Job ->
Copy every line of the data exactly, leaving nothing out.

Items ->
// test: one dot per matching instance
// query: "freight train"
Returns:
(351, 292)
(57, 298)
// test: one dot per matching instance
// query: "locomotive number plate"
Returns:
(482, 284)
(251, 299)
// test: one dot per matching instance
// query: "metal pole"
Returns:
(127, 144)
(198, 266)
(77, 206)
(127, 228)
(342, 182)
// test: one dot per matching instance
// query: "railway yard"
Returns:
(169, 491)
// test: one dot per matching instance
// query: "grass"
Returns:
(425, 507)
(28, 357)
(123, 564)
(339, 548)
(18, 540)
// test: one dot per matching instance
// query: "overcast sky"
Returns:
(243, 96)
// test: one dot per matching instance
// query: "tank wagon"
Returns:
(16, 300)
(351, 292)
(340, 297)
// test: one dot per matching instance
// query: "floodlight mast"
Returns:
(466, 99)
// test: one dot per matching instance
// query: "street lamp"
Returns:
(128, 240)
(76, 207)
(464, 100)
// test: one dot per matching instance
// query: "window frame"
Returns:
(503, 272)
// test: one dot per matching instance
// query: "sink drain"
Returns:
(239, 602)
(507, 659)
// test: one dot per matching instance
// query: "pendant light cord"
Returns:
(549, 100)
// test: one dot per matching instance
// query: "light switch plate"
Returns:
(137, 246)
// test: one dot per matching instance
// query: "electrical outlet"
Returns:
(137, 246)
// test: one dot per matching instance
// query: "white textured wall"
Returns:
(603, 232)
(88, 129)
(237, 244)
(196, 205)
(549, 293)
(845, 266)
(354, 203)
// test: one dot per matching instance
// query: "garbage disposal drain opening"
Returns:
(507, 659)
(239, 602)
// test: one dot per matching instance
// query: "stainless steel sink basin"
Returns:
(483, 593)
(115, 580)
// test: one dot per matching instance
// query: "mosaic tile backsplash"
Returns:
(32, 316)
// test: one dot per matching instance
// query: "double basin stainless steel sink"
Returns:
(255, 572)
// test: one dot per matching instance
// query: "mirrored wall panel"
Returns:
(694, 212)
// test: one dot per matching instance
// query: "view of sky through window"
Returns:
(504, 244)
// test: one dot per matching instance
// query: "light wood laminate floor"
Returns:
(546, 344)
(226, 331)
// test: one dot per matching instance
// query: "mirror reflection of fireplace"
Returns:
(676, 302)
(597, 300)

Solution to this problem ->
// test: one dot per matching instance
// query: "freight train"
Returns:
(351, 292)
(57, 298)
// test: one dot per matching instance
// query: "locomotive number plate"
Returns:
(482, 284)
(251, 299)
// test: one dot per matching instance
// query: "metal pole"
Returns:
(127, 144)
(198, 266)
(77, 206)
(127, 228)
(342, 182)
// test: one dot per matching instance
// query: "railway yard"
Returns:
(169, 491)
// test: one dot per matching instance
// query: "grass"
Returns:
(425, 507)
(28, 357)
(123, 564)
(339, 548)
(18, 540)
// test: one dot per matching instance
// query: "overcast sky"
Returns:
(243, 96)
// test: one dot per matching instance
// query: "tank wagon"
Returns:
(16, 300)
(351, 292)
(340, 297)
// test: one dot per matching instance
// query: "floodlight mast"
Returns:
(466, 99)
// test: one dot per matching instance
// query: "street lamp"
Returns:
(128, 240)
(76, 207)
(464, 100)
// test: one dot per matching instance
// query: "window frame"
Returns:
(503, 272)
// test: one dot per matching instance
// query: "sink drain"
Returns:
(239, 602)
(507, 659)
// test: one dot per matching instance
// query: "pendant light cord"
Returns:
(549, 100)
// test: one dot per matching instance
// query: "light switch plate"
Returns:
(137, 246)
// test: one dot per matching instance
// query: "electrical outlet"
Returns:
(137, 246)
// test: one dot per matching instance
// query: "white textured wall"
Returns:
(603, 232)
(88, 129)
(237, 244)
(196, 205)
(549, 293)
(845, 266)
(354, 203)
// test: one dot per matching instance
// query: "garbage disposal drain opening"
Returns:
(507, 659)
(239, 602)
// test: one dot per matching instance
// query: "stainless steel sink basin"
Returns:
(483, 593)
(115, 580)
// test: one dot per matching instance
// query: "mosaic tile backsplash"
Returns:
(32, 316)
// test: one dot per matching instance
// query: "double basin stainless steel sink"
Returns:
(255, 572)
// test: one dot per matching instance
// query: "mirrored wall panel"
Returns:
(694, 212)
// test: one dot per matching instance
// query: "view of sky through window"
Returns:
(504, 244)
// test: one dot per matching instance
// query: "light wood laminate floor"
Returns:
(546, 344)
(226, 331)
// test: one dot per matching instance
// query: "mirror reflection of fireplace"
Returns:
(676, 302)
(597, 300)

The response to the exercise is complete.